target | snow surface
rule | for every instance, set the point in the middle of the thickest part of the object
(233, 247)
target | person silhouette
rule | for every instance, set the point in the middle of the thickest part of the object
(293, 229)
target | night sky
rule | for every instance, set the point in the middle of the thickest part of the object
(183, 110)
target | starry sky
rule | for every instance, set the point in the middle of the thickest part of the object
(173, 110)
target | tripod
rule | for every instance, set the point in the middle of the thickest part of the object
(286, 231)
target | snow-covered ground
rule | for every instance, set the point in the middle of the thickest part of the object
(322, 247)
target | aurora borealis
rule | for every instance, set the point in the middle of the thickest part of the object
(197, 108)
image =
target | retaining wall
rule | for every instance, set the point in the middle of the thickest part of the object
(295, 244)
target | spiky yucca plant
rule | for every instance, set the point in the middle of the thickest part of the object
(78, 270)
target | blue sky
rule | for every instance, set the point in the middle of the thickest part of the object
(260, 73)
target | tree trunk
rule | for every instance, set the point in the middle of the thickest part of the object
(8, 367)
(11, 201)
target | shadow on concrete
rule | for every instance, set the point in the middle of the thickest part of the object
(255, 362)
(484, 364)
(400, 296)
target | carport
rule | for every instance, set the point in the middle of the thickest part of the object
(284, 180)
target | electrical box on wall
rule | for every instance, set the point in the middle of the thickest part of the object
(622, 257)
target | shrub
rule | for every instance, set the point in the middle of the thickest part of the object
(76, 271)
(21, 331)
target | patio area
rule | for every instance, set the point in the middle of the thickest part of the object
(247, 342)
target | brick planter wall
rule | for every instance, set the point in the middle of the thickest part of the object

**AIM:** Copy the entries above, swapping "thickest part" for "widest part" wherever it occurs and leaving everything else unchanged.

**COMPLETED EXERCISE:**
target | snow surface
rule | for every instance, set the point in the middle of the widest part of the object
(233, 247)
target | person silhouette
rule | for every instance, set the point in the middle of the widest part of the object
(293, 229)
target | night sky
rule | for every instance, set the point in the middle of the widest part of the object
(183, 110)
target | starry sky
rule | for every instance, set the point in the middle of the widest part of the object
(173, 110)
target | tripod
rule | for every instance, set the point in the middle of the widest part of the object
(286, 231)
target | snow-covered ground
rule | for every instance, set the point in the middle of the widest part of the object
(322, 247)
target | aurora borealis
rule | for every instance, set the point in the middle of the widest part of the object
(197, 108)
image =
target | retaining wall
rule | for every instance, set the point in the middle of the widest part of the object
(295, 244)
target | spiky yucca plant
rule | for every instance, set the point in the middle of the widest part of the object
(78, 270)
target | blue sky
rule | for every instance, set the point in the middle of the widest part of the object
(260, 73)
target | tree trunk
rule | for every instance, set the point in the middle of the widest part of the object
(8, 367)
(11, 201)
target | shadow on concrete
rule | for every instance, set the point in the middle of the widest part of the object
(255, 362)
(484, 364)
(400, 296)
target | carport
rule | for every instance, set the point in the middle of the widest part of the object
(284, 180)
target | electrical box on wall
rule | for every instance, set the point in the middle of the widest part of the object
(622, 257)
target | shrub
rule | for every instance, set the point in the middle of the widest part of the object
(76, 271)
(21, 331)
target | patio area
rule | for every instance, set the point in the middle of the widest part of the object
(247, 342)
target | brick planter wall
rule | for every instance, set the point in the middle of the widest part of the object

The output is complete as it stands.